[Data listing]
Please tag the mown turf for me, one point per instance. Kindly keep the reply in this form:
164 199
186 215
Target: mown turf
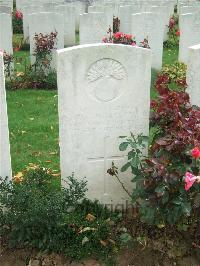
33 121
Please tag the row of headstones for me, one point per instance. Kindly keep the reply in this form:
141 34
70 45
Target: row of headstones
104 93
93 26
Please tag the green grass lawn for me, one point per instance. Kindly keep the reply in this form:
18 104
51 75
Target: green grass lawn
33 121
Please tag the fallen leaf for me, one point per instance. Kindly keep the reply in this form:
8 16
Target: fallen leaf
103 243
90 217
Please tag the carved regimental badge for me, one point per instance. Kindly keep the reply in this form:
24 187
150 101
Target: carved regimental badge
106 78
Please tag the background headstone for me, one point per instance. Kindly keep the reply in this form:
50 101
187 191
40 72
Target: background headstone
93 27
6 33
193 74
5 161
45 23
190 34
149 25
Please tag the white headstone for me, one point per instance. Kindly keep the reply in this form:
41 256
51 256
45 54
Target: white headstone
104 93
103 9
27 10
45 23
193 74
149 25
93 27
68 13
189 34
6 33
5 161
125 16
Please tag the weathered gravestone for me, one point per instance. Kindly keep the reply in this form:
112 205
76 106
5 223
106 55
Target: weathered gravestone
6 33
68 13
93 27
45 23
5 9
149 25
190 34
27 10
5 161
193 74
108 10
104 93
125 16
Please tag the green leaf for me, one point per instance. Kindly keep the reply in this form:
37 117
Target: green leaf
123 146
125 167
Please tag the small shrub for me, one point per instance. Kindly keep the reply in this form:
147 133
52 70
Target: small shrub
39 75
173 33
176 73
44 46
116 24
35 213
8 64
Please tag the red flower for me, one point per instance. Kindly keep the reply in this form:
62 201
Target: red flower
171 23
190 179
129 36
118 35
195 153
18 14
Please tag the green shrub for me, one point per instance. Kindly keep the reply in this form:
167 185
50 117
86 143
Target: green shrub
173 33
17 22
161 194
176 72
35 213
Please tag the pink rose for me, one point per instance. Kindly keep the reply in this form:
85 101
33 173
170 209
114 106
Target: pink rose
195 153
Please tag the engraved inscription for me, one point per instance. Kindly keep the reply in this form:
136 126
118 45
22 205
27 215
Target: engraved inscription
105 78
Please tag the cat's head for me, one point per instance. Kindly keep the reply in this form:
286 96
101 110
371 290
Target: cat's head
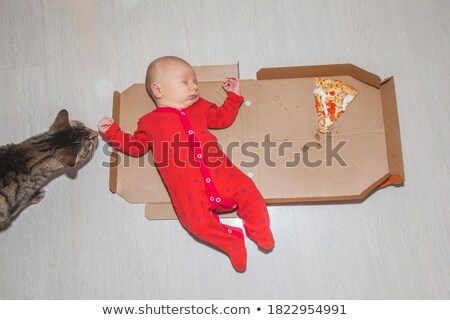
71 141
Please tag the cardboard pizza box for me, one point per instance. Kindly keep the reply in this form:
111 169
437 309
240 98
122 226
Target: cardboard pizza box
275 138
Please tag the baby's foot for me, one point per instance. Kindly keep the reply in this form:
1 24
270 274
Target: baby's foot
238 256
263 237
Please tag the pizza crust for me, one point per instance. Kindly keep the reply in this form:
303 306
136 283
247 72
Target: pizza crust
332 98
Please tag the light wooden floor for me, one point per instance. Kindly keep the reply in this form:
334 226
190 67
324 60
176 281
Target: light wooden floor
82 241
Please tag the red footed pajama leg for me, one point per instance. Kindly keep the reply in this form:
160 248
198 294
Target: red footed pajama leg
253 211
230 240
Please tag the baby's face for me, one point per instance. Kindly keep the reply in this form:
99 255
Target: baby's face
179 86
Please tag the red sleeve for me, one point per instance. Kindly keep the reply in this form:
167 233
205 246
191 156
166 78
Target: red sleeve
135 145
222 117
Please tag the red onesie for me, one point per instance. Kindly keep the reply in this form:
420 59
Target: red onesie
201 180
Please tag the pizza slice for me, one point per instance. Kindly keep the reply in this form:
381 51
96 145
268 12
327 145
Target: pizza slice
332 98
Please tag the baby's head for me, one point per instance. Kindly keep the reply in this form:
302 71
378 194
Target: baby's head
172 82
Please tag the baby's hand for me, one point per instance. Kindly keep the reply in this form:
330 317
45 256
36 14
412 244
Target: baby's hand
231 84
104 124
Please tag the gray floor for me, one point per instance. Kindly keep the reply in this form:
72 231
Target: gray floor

### [DIRECTIONS FOR THIS TASK]
Rewrite every line from the one containing "Please tag the baby's head" through the end of the lines, requests included. Scale each coordinate in the answer points by 1.45 and round it to a whole number with halves going up, but leave the numbers in the requests and their sample replies as they are.

### [EXERCISE RESPONSE]
Please tag the baby's head for me, one point per instance. Kindly keep the reply in this form:
302 71
378 194
Target: baby's head
249 119
Please tag the baby's hand for me, one point per instance. Kindly keep the reply in this form:
330 317
45 256
36 14
412 244
Target: baby's hand
335 122
151 180
Please tag the gray floor for me, one point per instance. Kindly keep the reply in this form:
72 231
Target: gray floor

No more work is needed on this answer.